Sunday, 1 July 2007

Bad Timing (1980)

At one point fairly early on in Nic Roeg’s 1980 film Bad Timing we see Alex (Art Garfunkel) giving a lecture to his students on spying. And spying, voyeurism and an obsessive need to investigate, especially an obsessive need to investigate those we love, are themes that run continuously throughout this movie. Alex must know everything about his girlfriend Milena (Theresa Russell); for Alex knowledge is power, knowledge gives him control, and Alex wants to be always in control. But how much can we ever understand about another person? Despite all his efforts Alex never does understand Milena. Milena’s understanding of Alex comes late, and at a heavy cost. The film opens with Milena in an ambulance on the way to hospital in Vienna after a overdose of sleeping pills. The rest of the film is in the form of flashbacks intercut with yet another form of investigation, this being the investigation carried out by an Austrian police inspector, played by Harvey Kietel.

Bad Timing’s probings into the human psyche and into the darker realms of love and sex are certainly disturbing. As with so many of Roeg’s films we see sex scenes intercut with other scenes, in this case intercut with scenes of emergency surgery on the unconscious Milena. The cutting of this film is breath-taking. The key scenes showing what really happened at the apartment after Milena’s phone call to Alex are very unsettling indeed. Garfunkel is superb. Russell is simply brilliant, and Kietel and Denholm Elliott (who plays Milena’s husband) are also excellent. A magnificent film. The Criterion disc contains extremely interesting interviews with both Roeg and Theresa Russell.

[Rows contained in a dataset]

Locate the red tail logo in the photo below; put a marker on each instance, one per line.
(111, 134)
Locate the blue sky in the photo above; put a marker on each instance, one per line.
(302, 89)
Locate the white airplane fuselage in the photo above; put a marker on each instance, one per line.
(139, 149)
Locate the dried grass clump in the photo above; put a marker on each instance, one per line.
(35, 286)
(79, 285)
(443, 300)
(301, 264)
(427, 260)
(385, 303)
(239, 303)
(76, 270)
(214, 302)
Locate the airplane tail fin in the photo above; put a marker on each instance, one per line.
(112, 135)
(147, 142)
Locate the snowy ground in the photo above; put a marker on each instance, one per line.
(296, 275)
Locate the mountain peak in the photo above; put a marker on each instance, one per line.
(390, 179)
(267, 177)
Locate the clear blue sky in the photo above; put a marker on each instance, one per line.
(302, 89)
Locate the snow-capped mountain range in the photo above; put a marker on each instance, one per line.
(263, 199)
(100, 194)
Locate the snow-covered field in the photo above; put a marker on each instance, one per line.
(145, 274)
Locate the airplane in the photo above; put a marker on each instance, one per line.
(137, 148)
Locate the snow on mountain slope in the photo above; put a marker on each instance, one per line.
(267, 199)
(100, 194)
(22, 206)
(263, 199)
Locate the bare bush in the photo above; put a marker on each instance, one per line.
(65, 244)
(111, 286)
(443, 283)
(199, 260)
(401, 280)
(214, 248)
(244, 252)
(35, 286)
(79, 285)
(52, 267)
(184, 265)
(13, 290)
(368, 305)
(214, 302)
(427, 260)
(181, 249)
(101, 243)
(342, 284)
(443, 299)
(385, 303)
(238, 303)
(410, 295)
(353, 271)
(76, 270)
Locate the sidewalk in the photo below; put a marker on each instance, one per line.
==
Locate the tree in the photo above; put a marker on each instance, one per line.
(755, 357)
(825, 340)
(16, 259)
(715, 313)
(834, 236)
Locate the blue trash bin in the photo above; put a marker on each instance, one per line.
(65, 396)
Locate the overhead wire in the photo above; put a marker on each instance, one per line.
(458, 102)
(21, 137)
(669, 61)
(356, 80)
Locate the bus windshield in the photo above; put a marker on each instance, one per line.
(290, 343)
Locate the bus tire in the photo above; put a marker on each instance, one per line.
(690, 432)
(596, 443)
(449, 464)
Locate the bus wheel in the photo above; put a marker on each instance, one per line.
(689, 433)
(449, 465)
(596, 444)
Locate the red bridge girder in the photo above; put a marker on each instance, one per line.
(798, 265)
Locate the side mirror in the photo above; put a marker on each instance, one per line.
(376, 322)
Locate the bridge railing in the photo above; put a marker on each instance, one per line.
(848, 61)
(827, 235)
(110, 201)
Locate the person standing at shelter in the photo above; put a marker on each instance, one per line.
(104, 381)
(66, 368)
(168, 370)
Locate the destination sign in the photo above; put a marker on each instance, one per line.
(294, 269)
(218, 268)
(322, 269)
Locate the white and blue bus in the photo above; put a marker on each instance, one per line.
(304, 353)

_ASSIGNED TASK_
According to the review of Bad Timing, who plays the Austrian police inspector? The rows are not needed for the task.

_TASK ANSWER_
Harvey Kietel